# Quoted passage start

Samuel Dexter (October 23, 1700 – January 29, 1755) was a minister from Dedham, Massachusetts. He ministered there from May 1724 to 1755.

Personal life

Dexter was born in Malden, Massachusetts on October 23, 1700. He graduated from Harvard College on 1720 and taught for a few years. On October 23, 1724, he married Catherine Mears of Roxbury. Together they had seven sons and four daughters. One daughter, Catherine, married the man who followed him in the Dedham pulpit, Jason Haven. He had fragile health, an extreme modesty, and "a disposition... to despondency." This made his life, he said, "very weary." He died January 29, 1755 and is buried in the Old Village Cemetery.

His son, who shared the name Samuel Dexter, served in the Great and General Court and on the Massachusetts Governor's Council. His grandson, also named Samuel Dexter, served in the administrations of John Adams and Thomas Jefferson.

Ministry
Before moving to Dedham, he turned down calls from churches in Yarmouth, Medford, Westborough, Hopkinton, and Brimfield. Dexter received a deathbed blessing from Increase Mather and was considered a young minister of great potential though "severely introspective and self-critical."

He preached in Dedham for the first time on October 15, 1722 and was called to minister at the First Church and Parish in Dedham several times, beginning in the fall of 1723. His call was opposed by some in the community, but it was for primarily political reasons, not necessarily theological ones. He finally accepted on December 15, 1723. Dexter was ordained on May 6, 1724, and served until his death on January 29, 1755. He lived in the home of his predecessor, Joseph Belcher; his successor and son-in-law, Jason Haven, would later live in it. It was across the street from the meetinghouse, the site of the present day Allin Congregational Church.

# Quoted passage end

--- To do ---
1. Answer these questions from the Samuel Dexter passage, one per line:
(a) Whom did Dexter marry on October 23, 1724?
(b) Where is Dexter buried?
(c) On what date was Dexter ordained?
2. Reproduce the Samuel Dexter passage word for word, starting with "Personal life" and going on through "and Thomas Jefferson.".
3. Resume the Samuel Dexter passage, picking up after its final sentence.

# Rows start

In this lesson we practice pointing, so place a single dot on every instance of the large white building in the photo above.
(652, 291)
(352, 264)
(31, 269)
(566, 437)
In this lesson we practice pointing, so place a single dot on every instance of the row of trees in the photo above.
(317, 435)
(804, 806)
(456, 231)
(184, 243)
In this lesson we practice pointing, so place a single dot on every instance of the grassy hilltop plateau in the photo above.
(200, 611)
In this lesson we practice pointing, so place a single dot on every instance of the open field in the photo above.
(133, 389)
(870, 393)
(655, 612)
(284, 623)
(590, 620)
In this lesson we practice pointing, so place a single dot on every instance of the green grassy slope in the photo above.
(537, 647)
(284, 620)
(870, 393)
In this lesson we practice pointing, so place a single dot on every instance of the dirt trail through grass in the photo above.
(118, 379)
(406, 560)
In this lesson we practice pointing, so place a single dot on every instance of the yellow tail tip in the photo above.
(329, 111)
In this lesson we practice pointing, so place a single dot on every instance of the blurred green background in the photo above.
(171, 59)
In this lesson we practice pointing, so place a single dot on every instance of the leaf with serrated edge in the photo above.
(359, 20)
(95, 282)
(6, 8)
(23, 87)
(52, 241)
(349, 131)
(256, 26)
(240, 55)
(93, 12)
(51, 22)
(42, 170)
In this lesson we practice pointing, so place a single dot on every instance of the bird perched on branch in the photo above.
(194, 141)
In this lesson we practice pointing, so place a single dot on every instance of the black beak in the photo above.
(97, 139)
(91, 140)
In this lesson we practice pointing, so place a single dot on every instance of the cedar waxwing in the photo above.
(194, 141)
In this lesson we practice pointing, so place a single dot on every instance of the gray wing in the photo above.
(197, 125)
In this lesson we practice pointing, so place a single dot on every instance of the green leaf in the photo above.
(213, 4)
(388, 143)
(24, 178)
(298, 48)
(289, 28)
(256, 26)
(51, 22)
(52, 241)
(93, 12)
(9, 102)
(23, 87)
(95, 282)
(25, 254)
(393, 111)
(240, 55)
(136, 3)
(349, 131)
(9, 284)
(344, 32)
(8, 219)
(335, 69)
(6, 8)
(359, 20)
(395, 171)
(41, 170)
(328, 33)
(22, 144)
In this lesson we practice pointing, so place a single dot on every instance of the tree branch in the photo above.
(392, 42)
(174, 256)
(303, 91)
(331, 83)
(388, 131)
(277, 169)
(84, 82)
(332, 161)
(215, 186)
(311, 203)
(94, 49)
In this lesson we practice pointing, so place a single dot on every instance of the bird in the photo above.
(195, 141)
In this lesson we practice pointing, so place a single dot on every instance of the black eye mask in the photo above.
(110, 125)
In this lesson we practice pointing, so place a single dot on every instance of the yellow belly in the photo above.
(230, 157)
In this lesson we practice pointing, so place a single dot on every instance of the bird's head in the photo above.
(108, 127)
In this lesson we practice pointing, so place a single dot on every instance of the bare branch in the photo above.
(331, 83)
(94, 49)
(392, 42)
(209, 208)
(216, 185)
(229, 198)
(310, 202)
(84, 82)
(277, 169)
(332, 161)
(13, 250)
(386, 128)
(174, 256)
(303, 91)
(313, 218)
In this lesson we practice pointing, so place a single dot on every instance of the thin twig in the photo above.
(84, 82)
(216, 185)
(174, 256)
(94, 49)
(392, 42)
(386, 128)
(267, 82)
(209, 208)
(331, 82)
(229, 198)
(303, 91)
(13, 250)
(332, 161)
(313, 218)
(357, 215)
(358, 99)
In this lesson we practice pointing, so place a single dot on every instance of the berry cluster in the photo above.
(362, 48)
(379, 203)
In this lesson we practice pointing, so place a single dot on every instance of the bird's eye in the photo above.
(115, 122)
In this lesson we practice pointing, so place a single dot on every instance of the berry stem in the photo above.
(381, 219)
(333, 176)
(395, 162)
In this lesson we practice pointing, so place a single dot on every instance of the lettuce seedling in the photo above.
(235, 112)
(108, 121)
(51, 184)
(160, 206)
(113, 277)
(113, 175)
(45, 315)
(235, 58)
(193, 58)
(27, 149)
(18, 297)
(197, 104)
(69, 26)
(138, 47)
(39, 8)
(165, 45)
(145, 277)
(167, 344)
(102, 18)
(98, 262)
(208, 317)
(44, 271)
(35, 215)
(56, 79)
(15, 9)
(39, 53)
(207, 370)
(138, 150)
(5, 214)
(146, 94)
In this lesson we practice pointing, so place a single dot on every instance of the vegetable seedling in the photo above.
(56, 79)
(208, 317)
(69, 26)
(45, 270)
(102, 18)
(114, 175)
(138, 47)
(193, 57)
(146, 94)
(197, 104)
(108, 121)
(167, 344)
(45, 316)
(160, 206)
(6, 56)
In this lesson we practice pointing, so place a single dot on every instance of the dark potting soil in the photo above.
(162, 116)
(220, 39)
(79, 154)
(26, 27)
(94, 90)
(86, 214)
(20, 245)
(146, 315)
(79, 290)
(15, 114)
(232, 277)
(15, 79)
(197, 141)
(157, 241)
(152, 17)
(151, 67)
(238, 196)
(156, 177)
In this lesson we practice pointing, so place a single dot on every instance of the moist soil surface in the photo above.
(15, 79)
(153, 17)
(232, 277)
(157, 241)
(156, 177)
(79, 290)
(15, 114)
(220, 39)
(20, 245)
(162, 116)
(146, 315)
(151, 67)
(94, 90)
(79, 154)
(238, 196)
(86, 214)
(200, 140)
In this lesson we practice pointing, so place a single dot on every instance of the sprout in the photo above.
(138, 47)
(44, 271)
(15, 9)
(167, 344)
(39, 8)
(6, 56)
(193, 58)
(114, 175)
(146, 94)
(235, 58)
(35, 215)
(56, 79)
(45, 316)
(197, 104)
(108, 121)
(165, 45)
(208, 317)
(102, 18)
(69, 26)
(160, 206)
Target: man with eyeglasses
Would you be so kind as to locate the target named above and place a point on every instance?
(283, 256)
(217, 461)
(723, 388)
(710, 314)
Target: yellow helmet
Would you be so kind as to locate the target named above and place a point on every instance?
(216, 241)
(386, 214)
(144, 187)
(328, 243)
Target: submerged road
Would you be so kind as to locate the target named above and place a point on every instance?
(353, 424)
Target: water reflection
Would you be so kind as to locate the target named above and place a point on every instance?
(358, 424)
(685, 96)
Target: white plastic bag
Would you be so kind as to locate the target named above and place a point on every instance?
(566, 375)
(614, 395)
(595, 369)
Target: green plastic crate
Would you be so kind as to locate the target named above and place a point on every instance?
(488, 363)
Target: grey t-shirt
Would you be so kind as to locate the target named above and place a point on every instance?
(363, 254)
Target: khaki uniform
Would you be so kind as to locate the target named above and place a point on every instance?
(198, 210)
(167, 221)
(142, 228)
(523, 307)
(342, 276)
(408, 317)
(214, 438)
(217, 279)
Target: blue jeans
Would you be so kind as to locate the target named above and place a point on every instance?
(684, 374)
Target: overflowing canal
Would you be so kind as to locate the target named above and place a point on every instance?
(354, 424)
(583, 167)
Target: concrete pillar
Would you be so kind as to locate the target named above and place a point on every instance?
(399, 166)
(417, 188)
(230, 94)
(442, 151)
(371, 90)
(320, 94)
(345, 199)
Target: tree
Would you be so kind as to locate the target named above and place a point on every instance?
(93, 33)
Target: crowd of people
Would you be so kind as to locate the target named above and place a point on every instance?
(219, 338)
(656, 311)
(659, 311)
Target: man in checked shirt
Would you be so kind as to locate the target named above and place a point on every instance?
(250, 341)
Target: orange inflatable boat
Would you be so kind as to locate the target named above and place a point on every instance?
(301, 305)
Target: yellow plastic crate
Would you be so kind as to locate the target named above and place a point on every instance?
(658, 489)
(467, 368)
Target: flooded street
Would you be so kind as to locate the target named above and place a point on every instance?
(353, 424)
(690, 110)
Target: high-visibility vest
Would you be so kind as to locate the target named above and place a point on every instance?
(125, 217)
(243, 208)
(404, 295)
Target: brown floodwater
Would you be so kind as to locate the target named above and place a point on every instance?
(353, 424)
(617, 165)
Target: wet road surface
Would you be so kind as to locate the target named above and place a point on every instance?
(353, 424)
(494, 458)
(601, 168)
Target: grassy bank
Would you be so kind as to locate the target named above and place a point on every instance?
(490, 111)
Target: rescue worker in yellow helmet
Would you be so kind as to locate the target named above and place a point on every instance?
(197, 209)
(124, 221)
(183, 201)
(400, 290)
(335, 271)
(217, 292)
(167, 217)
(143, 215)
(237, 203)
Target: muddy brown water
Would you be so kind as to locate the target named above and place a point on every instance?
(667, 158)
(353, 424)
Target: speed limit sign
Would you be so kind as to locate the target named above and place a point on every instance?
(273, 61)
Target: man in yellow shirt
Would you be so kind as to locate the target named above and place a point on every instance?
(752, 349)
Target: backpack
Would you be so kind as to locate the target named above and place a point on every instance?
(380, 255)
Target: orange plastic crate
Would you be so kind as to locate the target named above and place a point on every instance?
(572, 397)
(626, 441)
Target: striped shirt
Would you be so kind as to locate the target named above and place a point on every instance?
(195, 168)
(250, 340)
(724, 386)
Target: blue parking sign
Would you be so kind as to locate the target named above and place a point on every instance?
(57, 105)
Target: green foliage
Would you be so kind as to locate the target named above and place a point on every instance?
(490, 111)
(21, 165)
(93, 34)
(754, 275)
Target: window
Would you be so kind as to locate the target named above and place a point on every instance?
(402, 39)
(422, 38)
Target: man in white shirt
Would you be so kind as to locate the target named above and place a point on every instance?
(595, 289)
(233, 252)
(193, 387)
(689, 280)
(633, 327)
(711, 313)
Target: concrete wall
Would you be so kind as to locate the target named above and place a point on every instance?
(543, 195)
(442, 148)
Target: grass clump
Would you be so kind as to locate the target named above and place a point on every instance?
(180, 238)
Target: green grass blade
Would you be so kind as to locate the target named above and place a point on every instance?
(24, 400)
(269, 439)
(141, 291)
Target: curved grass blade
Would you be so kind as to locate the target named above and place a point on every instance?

# Rows end

--- Solved problems ---
1.
(a) Catherine Mears of Roxbury
(b) The Old Village Cemetery
(c) May 6, 1724

2.
Personal life

Dexter was born in Malden, Massachusetts on October 23, 1700. He graduated from Harvard College on 1720 and taught for a few years. On October 23, 1724, he married Catherine Mears of Roxbury. Together they had seven sons and four daughters. One daughter, Catherine, married the man who followed him in the Dedham pulpit, Jason Haven. He had fragile health, an extreme modesty, and "a disposition... to despondency." This made his life, he said, "very weary." He died January 29, 1755 and is buried in the Old Village Cemetery.

His son, who shared the name Samuel Dexter, served in the Great and General Court and on the Massachusetts Governor's Council. His grandson, also named Samuel Dexter, served in the administrations of John Adams and Thomas Jefferson.

3.
During his ministry, several outlying areas of Dedham began to establish their own churches. It was then that the church, which previously had been known as the Church of Christ, began to be called First Church in Dedham. After the churches split his ministry was "calm and quiet," but before he did there were members of the community, whom he called "certain sons of ignorance and pride," who insulted him to his face. Meetings were frequently called to correct the behavior of disorderly members and this led to an ecclesiastical council in July 1725.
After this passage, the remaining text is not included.